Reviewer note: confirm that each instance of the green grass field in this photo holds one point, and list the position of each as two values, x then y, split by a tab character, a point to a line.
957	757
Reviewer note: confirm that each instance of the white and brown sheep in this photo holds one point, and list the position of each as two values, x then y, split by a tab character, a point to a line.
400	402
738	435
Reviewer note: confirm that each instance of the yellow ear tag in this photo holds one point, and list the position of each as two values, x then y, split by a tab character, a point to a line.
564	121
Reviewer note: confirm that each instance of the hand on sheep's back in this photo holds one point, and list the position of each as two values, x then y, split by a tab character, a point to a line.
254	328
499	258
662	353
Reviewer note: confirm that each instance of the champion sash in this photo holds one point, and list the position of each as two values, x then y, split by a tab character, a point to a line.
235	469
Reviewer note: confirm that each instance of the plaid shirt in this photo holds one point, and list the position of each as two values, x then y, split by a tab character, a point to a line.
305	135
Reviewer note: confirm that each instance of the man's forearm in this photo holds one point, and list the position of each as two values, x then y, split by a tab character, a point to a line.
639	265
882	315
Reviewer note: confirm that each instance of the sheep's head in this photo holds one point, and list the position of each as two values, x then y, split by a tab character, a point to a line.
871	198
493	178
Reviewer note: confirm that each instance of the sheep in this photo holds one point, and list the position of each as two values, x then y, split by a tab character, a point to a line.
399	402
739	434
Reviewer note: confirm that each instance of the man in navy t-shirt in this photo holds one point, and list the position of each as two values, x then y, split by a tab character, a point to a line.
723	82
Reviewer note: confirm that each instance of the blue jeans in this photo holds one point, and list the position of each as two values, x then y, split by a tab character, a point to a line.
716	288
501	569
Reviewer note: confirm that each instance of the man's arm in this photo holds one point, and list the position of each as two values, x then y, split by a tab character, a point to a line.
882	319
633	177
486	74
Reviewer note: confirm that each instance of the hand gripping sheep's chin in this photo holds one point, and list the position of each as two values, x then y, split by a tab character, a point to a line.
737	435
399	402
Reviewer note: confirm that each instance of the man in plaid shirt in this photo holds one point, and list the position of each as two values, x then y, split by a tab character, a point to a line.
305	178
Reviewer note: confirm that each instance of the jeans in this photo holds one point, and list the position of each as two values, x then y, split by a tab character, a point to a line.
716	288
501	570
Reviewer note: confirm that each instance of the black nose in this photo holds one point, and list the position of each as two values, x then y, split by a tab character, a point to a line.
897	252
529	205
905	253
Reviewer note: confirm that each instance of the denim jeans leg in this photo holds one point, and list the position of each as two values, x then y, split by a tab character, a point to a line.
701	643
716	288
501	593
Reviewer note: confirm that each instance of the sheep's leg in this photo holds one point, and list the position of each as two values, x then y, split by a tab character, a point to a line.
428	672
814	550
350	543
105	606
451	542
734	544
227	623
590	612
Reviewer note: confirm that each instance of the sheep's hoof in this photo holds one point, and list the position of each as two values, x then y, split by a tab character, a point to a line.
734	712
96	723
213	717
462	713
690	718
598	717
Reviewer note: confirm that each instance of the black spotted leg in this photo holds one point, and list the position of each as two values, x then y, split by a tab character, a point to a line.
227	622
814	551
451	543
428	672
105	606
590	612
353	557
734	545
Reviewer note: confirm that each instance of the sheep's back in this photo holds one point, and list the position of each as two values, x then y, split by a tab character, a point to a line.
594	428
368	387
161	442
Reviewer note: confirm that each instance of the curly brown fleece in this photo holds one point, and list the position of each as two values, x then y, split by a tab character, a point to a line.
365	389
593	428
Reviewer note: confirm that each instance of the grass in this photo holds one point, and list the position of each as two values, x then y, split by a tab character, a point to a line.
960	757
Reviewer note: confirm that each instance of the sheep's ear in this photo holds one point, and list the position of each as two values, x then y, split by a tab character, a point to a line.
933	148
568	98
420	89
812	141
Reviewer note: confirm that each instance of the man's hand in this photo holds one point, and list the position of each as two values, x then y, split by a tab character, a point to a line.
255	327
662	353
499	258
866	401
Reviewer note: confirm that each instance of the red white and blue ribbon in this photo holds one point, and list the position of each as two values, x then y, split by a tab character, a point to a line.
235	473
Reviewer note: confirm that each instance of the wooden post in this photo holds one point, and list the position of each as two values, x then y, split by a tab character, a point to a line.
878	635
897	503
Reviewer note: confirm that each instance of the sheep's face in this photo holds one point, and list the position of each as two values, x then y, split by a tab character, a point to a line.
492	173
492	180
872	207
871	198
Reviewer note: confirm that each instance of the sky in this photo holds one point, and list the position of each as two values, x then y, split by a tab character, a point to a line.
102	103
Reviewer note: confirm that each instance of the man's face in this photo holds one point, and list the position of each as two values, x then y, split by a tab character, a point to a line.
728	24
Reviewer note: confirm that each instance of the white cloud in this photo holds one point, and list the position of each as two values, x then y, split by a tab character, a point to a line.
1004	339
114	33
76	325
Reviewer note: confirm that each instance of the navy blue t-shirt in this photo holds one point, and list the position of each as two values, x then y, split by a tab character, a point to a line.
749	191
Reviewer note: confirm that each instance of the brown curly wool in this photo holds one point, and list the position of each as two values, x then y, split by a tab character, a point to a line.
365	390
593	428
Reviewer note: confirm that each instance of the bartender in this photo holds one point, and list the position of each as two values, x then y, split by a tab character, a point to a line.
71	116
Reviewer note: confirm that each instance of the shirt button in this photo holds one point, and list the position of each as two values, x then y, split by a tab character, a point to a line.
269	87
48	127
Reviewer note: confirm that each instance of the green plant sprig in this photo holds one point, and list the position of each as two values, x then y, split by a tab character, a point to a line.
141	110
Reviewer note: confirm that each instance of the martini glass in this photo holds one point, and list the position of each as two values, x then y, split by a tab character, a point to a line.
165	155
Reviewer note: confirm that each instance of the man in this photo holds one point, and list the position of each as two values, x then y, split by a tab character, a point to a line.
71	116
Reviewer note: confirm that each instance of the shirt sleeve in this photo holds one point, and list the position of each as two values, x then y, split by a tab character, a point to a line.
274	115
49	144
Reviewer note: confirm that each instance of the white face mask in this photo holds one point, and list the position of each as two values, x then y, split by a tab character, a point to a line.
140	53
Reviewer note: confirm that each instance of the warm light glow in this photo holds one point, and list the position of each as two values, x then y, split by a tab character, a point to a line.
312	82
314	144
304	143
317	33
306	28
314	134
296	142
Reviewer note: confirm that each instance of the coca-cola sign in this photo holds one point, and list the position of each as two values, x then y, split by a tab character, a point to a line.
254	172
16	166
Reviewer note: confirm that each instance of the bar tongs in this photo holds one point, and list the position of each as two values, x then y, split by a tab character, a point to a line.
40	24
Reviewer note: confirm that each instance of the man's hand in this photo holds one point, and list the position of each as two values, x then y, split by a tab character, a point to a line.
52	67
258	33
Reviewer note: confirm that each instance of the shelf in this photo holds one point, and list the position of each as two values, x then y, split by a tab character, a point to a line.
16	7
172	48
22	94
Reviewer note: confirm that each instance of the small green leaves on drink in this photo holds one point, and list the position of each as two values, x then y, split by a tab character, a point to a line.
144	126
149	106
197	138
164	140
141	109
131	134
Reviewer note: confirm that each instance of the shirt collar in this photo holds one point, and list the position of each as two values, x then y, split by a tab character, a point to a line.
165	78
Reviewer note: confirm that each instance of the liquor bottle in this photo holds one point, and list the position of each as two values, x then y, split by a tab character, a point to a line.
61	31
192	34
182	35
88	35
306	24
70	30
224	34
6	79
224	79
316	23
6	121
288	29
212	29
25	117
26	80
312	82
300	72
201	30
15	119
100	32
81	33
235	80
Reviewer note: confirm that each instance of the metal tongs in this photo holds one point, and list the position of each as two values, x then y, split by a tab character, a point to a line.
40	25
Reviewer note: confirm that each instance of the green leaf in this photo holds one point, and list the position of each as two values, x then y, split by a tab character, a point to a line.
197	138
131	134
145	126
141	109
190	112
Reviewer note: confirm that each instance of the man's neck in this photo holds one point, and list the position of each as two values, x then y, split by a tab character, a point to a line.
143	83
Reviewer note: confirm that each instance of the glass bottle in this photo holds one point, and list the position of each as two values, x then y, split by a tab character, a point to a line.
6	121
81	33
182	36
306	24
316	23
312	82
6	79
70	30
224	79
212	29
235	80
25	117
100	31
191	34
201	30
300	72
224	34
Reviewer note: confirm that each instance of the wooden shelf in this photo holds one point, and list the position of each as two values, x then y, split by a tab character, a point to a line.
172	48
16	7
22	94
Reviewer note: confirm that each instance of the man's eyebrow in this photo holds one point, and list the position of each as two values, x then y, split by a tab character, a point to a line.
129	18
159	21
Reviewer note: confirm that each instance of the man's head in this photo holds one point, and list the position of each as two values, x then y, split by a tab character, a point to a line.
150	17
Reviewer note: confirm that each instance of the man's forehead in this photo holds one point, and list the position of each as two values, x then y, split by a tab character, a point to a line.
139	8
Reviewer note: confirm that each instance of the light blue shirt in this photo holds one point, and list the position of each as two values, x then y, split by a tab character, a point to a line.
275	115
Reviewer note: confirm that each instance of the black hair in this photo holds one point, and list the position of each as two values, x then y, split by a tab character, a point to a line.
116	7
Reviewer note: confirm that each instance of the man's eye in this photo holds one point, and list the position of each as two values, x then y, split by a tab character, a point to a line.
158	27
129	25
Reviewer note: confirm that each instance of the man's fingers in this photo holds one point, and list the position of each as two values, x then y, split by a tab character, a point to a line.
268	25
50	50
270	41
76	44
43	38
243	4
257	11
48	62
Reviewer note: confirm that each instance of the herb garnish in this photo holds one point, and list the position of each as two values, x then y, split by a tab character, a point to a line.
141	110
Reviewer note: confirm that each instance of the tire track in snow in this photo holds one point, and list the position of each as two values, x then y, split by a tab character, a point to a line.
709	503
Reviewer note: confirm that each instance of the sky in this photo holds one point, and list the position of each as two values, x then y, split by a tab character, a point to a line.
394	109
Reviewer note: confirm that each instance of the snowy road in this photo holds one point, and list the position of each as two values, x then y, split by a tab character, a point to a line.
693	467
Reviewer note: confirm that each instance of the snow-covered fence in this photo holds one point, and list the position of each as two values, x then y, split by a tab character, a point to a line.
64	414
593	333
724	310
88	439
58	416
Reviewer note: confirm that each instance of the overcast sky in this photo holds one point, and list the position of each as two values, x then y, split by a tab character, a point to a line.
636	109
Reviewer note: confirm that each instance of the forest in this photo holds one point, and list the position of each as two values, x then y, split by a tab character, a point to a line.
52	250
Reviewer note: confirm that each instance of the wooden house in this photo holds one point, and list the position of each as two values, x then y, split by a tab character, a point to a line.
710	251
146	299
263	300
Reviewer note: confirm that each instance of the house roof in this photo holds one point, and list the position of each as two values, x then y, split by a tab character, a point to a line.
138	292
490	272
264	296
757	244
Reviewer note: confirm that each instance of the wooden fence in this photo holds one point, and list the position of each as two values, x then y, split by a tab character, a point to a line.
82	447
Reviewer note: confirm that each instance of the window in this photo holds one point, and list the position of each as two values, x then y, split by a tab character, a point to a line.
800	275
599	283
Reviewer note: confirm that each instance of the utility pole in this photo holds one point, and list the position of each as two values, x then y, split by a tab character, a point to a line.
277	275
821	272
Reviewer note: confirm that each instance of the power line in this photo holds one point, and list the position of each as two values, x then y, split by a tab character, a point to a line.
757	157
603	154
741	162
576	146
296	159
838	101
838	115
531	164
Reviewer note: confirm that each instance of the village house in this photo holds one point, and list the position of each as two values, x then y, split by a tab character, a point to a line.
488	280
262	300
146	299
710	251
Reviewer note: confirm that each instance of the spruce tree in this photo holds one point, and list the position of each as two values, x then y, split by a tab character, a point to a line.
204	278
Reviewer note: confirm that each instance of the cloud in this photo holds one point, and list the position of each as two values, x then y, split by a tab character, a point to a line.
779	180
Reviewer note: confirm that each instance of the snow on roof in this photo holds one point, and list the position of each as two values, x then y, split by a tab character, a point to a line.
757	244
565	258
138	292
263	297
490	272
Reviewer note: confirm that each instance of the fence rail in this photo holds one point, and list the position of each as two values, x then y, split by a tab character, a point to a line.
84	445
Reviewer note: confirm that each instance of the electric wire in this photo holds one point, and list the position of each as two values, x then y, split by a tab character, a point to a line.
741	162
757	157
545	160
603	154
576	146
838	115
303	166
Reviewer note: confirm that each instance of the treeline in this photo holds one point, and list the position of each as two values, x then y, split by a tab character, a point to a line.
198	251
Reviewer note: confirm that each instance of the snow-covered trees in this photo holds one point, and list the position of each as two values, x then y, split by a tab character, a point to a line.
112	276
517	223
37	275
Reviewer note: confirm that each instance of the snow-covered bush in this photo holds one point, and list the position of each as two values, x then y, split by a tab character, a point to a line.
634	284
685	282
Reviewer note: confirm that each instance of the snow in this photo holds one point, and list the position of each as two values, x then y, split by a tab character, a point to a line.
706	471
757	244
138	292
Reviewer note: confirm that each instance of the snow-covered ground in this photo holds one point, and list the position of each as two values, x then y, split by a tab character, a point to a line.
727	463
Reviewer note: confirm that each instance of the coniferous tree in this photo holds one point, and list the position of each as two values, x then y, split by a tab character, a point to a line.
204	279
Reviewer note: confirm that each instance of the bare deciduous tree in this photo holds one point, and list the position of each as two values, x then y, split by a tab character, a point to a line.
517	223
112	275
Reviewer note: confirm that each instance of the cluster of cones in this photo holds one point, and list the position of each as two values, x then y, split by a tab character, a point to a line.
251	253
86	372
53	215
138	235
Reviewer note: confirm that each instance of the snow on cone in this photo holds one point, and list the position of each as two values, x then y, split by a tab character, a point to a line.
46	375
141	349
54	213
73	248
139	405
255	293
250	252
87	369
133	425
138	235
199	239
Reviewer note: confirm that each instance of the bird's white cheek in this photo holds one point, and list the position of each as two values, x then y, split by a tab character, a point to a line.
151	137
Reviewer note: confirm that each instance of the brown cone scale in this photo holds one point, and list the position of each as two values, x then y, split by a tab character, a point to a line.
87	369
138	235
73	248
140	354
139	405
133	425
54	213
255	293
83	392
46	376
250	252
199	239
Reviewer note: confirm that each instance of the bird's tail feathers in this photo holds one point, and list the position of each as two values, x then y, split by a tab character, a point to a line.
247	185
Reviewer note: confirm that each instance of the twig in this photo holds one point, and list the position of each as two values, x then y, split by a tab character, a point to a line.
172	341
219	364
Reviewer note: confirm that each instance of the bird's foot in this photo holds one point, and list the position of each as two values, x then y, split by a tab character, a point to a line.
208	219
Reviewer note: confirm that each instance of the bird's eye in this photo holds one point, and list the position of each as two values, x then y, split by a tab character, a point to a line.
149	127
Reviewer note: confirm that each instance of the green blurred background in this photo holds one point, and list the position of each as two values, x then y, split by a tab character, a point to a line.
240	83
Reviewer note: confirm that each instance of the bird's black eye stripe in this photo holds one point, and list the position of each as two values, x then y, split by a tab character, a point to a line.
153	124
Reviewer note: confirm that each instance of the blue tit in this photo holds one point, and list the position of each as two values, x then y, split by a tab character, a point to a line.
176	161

### WHAT IS EXPECTED
All lines from the line containing "Reviewer note: confirm that each instance of the bird's foot" through the end of the listing above are to be duplicated exactly; include both ends and nothing further.

### REPLY TO THE EXERCISE
Reviewer note: confirm that each instance of the bird's foot in this photo holds one point, and list the position of each as two values, x then y, split by a tab character, a point to a line.
208	219
Reviewer note: confirm that each instance of the bird's eye in this photo holds one point, and list the position of each as two values, x then y, split by a tab character, a point to a line.
149	127
Reviewer note: confirm that each instance of the green blurred background in this photo holds one point, and list the position of each as two values, x then y, split by a tab character, a point to a line.
240	83
Reviewer note: confirm that each instance of the bird's black eye stripe in this photo holds one point, and list the position of each as two values, x then y, split by a tab character, a point to a line.
153	124
Reviewer note: confirm that each instance of the blue tit in this photo holds one point, and list the position of each as two values, x then y, split by a tab character, a point to a line.
176	161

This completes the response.